● **The request**
Copy the listing below line for line, without changing anything, but leave out the pictures.

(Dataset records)
____

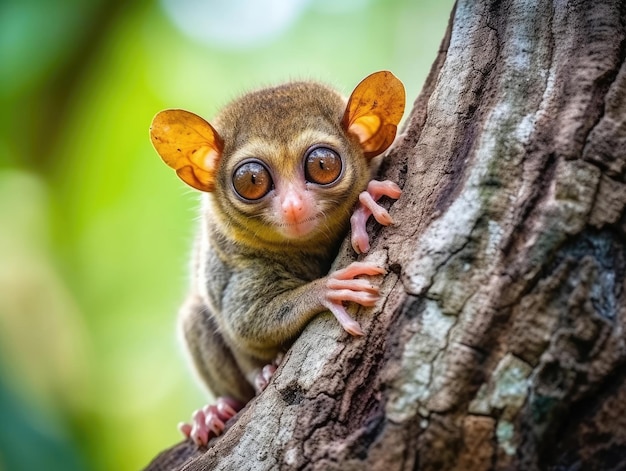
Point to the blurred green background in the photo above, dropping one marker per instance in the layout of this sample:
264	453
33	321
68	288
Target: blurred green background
95	230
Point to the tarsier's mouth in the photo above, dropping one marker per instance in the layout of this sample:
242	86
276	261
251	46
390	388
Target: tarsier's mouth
304	221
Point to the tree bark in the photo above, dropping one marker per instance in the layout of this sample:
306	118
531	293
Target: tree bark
500	340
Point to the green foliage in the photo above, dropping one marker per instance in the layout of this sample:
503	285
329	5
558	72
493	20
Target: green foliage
95	230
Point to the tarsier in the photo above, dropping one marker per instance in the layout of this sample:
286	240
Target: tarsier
282	170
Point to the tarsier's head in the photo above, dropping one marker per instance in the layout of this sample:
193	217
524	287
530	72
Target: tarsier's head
284	164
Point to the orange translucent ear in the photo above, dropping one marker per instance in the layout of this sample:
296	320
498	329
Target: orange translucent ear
374	111
189	145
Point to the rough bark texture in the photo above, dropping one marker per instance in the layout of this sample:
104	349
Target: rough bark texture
500	343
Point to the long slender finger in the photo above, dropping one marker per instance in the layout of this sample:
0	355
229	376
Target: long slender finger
380	214
349	325
356	269
355	284
364	299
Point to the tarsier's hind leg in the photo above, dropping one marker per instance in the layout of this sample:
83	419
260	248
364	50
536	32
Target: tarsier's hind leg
217	367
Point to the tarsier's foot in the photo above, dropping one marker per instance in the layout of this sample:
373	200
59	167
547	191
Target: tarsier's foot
210	421
263	378
342	285
368	206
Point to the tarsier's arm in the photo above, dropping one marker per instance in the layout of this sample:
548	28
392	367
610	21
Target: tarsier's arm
292	181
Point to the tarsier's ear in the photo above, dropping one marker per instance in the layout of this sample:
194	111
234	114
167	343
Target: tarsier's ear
374	111
189	145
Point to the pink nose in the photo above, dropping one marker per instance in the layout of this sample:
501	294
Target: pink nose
292	206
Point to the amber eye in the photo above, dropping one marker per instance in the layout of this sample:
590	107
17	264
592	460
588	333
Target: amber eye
322	166
252	181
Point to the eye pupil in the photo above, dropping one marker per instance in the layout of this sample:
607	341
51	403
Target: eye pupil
322	166
252	181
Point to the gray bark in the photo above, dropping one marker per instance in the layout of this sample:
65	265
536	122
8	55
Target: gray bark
500	340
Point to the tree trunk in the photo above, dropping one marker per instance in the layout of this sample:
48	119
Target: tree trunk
500	341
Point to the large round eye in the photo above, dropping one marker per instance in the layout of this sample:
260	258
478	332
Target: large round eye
252	180
322	166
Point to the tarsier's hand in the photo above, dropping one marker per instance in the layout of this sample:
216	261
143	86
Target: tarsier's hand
210	421
342	285
368	206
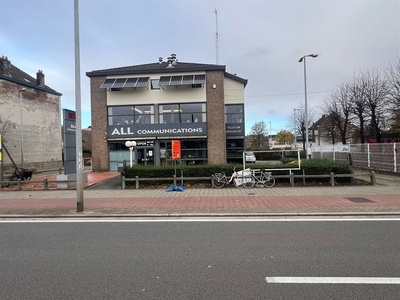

____

● **Correct answer**
Point to the blurred green background in the photo above, dropping one marker per instance in the layout of this sample:
264	453
33	321
68	288
Target: blurred green background
95	230
Point to the tarsier's mouth in the photo above, dropping one marker per instance in the layout of this sample:
242	86
276	261
251	46
390	388
Target: tarsier's mouth
304	221
Point to the tree bark in the photo above, dropping one marker per instance in the layout of this sample:
306	118
531	293
Target: tree bark
500	340
Point to the green foliage in the photo above, dropping one marker per instance in the layout of this sample:
503	285
329	5
558	72
493	20
Target: green foliage
95	230
Point to the tarsier in the photo above, dropping one marker per instance in the layout of this sample:
286	240
Target: tarsier
282	170
Point to the tarsier's head in the photo above, dropping one marker per instance in the layout of this sample:
193	217
524	287
530	72
Target: tarsier's head
284	164
Point to the orange translucent ear in the photo above, dropping one marker per instance in the layout of this sample:
296	320
498	329
Target: orange translucent ear
374	111
189	145
Point to the rough bark texture in the photo above, dropping one marker per instance in the layout of this sample:
104	349
Target: rough bark texture
500	343
Point to the long slender finger in the photo above, dropping one marker per instance in the layout of this sample:
0	355
229	376
Target: long slender finger
380	214
349	325
356	269
355	284
364	299
Point to the tarsier's hind leg in the photo above, dropping one marker per instance in the layout of this sample:
83	419
260	248
364	50
536	32
Target: tarsier's hind leg
217	367
Point to the tarsier's foot in the photo above, dropping one marker per instance in the layout of this sample:
373	200
59	167
547	191
Target: tarsier's foot
210	421
263	378
342	285
368	206
Point to the tarsier's arm in the photo above, dropping one marker per instance in the layout of this sample:
548	28
392	367
610	21
Target: tarsier's arm
292	181
Point to the tarsier's ear in the photo above, dropping one marker per instance in the layout of this sample:
194	111
234	114
167	343
Target: tarsier's ear
374	111
189	145
Point to the pink nose in the photo above, dropping one marker per instance in the layout of this sample:
501	294
Target: pink nose
292	206
Point to the amber eye in the photo above, dropping one marker per instance in the layout of this sample:
590	107
17	264
592	460
588	333
Target: amber eye
322	166
252	181
Point to the eye pupil in the photo above, dropping one marker per instance in the layout of this sample:
607	341
51	403
Target: eye pupil
322	166
252	181
Point to the gray bark in the photo above, dropping one marker per instance in the layout of this sample:
65	265
536	122
8	55
Target: gray bark
500	340
Point to the tree trunk in the photo above, dropping one marker per instance in the layout of this sample:
48	119
Target: tree trunk
500	341
Point to the large round eye in the photo above, dropping one marker per instance in the layout of this sample:
260	258
478	332
Target: large round eye
252	180
322	166
Point to the tarsier's hand in the photo above, dropping one marker per instance in the layout of this sample:
216	261
143	86
Target: tarsier's hand
210	421
342	285
368	206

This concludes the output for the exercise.